* **DATA RECORDS**:
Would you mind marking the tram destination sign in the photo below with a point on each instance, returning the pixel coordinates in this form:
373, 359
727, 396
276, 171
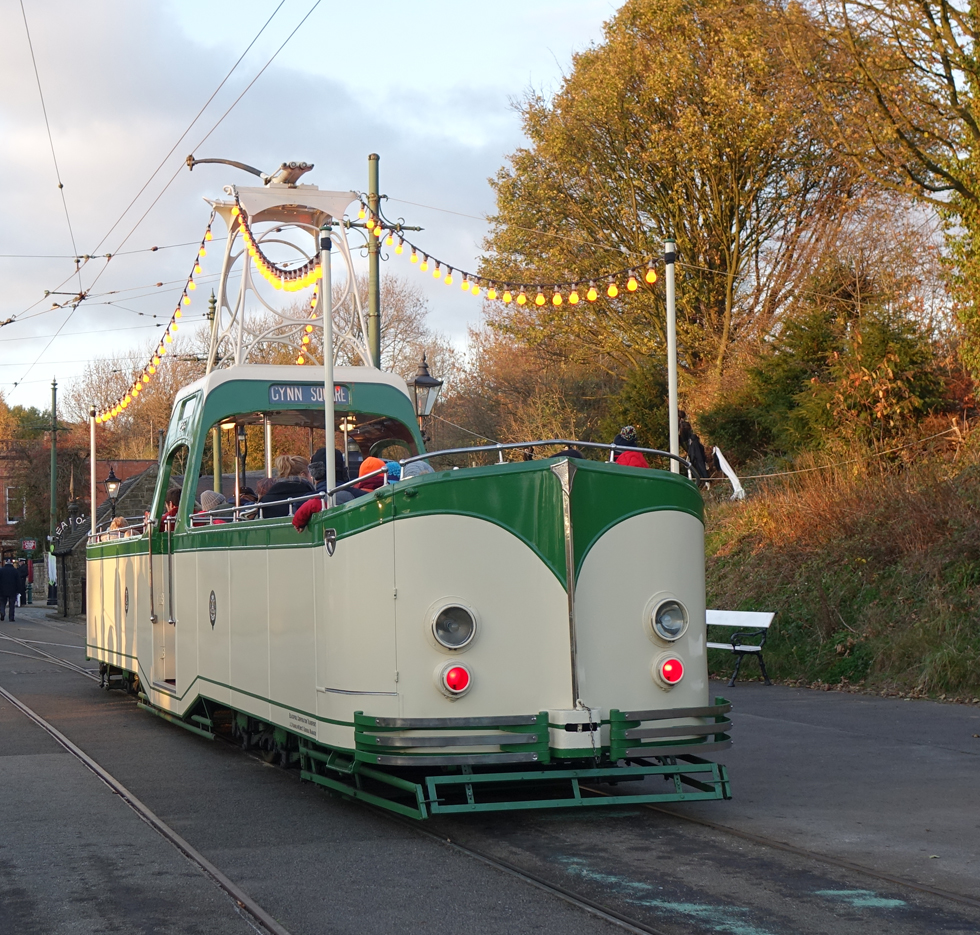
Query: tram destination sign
306, 393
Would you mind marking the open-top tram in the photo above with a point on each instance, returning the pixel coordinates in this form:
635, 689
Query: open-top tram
484, 636
470, 638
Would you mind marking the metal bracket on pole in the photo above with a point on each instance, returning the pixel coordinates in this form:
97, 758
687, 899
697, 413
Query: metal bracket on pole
670, 259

* **TASK GOAL**: Convert the rows above into a JSON list of strings, with one string for each line and no entries for blank lines. Omit the pictures.

* **TASK RESULT**:
[
  "Would you mind marking the tram destination sign in the photo below with a point on each instance, returning the pixel coordinates in this form:",
  "373, 359",
  "727, 396",
  "276, 171",
  "Query: tram destination sign",
  "306, 393",
  "Would you mind marking the open-top tram in the photo above with a point on each instance, returning the pixel coordinates in this form:",
  "635, 689",
  "Query: open-top tram",
  "484, 636",
  "470, 638",
  "Would you mind marking the metal bracket on pole in the photo above with a point on each instance, returning the pixel coordinates in this form:",
  "97, 758",
  "687, 899",
  "697, 413",
  "Query: metal bracket on pole",
  "670, 259"
]